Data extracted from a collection
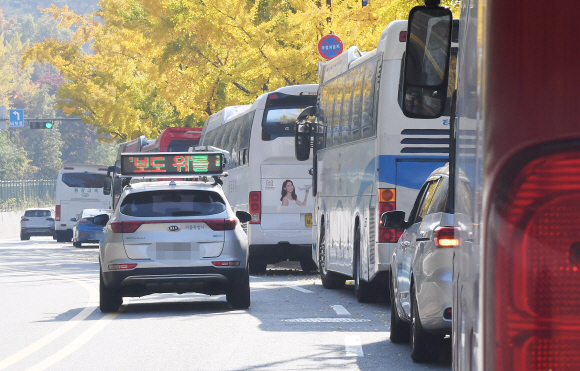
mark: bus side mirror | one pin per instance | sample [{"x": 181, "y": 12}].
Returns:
[
  {"x": 426, "y": 62},
  {"x": 101, "y": 220},
  {"x": 393, "y": 219},
  {"x": 107, "y": 185},
  {"x": 302, "y": 134}
]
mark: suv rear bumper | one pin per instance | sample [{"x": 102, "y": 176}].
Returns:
[
  {"x": 272, "y": 254},
  {"x": 144, "y": 281}
]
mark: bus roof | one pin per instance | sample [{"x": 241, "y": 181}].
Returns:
[
  {"x": 172, "y": 133},
  {"x": 82, "y": 167}
]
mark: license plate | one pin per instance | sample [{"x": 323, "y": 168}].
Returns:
[{"x": 308, "y": 220}]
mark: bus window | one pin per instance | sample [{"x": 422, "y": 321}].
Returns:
[
  {"x": 245, "y": 132},
  {"x": 338, "y": 95},
  {"x": 347, "y": 109},
  {"x": 356, "y": 104},
  {"x": 83, "y": 180},
  {"x": 234, "y": 143}
]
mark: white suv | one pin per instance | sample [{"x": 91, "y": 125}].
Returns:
[
  {"x": 173, "y": 237},
  {"x": 36, "y": 222}
]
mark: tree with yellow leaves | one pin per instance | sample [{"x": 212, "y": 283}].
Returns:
[{"x": 160, "y": 63}]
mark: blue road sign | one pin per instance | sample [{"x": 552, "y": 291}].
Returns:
[
  {"x": 16, "y": 118},
  {"x": 330, "y": 46}
]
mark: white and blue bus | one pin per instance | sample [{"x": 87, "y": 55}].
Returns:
[
  {"x": 368, "y": 158},
  {"x": 265, "y": 179}
]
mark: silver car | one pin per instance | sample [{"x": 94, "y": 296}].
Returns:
[
  {"x": 421, "y": 268},
  {"x": 36, "y": 222},
  {"x": 173, "y": 237}
]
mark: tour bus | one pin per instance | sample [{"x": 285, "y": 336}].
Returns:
[
  {"x": 174, "y": 139},
  {"x": 264, "y": 176},
  {"x": 516, "y": 276},
  {"x": 78, "y": 187},
  {"x": 368, "y": 158}
]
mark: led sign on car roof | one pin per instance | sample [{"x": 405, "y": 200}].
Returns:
[{"x": 171, "y": 163}]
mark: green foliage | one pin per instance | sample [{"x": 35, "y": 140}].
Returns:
[{"x": 13, "y": 160}]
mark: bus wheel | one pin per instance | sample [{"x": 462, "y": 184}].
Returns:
[
  {"x": 400, "y": 330},
  {"x": 308, "y": 265},
  {"x": 424, "y": 346},
  {"x": 258, "y": 267},
  {"x": 109, "y": 299},
  {"x": 330, "y": 280},
  {"x": 364, "y": 291}
]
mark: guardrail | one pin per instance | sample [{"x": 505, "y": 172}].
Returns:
[{"x": 18, "y": 194}]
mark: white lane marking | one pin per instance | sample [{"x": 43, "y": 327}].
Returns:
[
  {"x": 353, "y": 346},
  {"x": 76, "y": 344},
  {"x": 340, "y": 310},
  {"x": 298, "y": 288},
  {"x": 69, "y": 325}
]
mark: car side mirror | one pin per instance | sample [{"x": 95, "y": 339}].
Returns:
[
  {"x": 101, "y": 220},
  {"x": 394, "y": 219},
  {"x": 426, "y": 62},
  {"x": 243, "y": 216},
  {"x": 107, "y": 185}
]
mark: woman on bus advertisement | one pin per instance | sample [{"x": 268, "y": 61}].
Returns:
[{"x": 289, "y": 194}]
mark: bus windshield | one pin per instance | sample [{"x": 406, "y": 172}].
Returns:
[{"x": 83, "y": 180}]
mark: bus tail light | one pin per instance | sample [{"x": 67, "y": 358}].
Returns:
[
  {"x": 447, "y": 236},
  {"x": 532, "y": 264},
  {"x": 255, "y": 207},
  {"x": 387, "y": 202},
  {"x": 221, "y": 224}
]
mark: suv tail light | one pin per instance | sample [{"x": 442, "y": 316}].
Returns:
[
  {"x": 531, "y": 263},
  {"x": 447, "y": 236},
  {"x": 255, "y": 207},
  {"x": 387, "y": 202}
]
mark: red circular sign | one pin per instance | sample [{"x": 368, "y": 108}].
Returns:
[{"x": 330, "y": 46}]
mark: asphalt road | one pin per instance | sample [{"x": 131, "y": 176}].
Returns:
[{"x": 51, "y": 321}]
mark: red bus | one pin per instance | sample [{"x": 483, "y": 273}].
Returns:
[
  {"x": 515, "y": 135},
  {"x": 174, "y": 140}
]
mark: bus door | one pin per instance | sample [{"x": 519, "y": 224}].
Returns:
[{"x": 287, "y": 201}]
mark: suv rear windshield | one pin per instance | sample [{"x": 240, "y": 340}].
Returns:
[
  {"x": 181, "y": 145},
  {"x": 281, "y": 113},
  {"x": 37, "y": 213},
  {"x": 83, "y": 180},
  {"x": 172, "y": 203}
]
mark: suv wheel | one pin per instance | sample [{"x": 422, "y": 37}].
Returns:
[
  {"x": 424, "y": 346},
  {"x": 330, "y": 280},
  {"x": 109, "y": 299},
  {"x": 308, "y": 265},
  {"x": 364, "y": 291},
  {"x": 239, "y": 294}
]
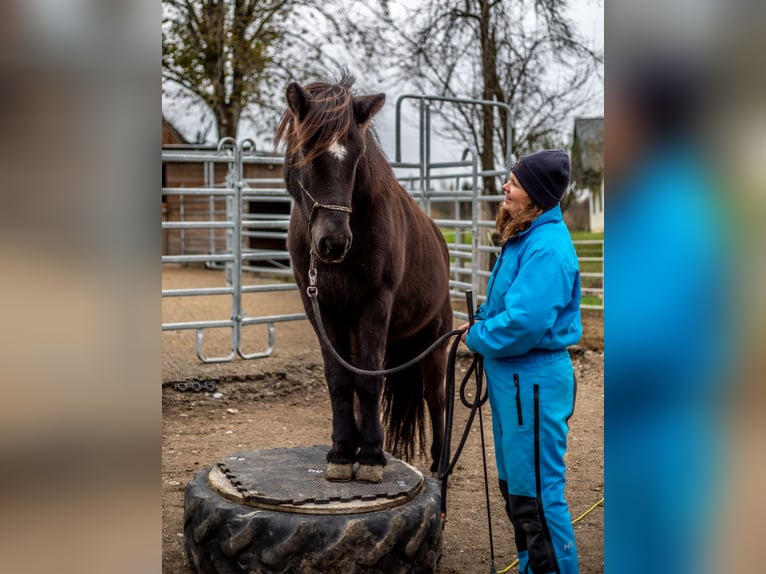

Directions for this task
Update the entries from the line with "mark: suv wheel" through the end of the entries, replacing "one pin per instance" with "one point per instance" and keeping everything else unchanged. Give only those lines, leaving the pictures out.

Result below
mark: suv wheel | one point per instance | sample [{"x": 422, "y": 37}].
Returns:
[
  {"x": 424, "y": 346},
  {"x": 330, "y": 280},
  {"x": 109, "y": 299},
  {"x": 308, "y": 265},
  {"x": 364, "y": 291},
  {"x": 239, "y": 294}
]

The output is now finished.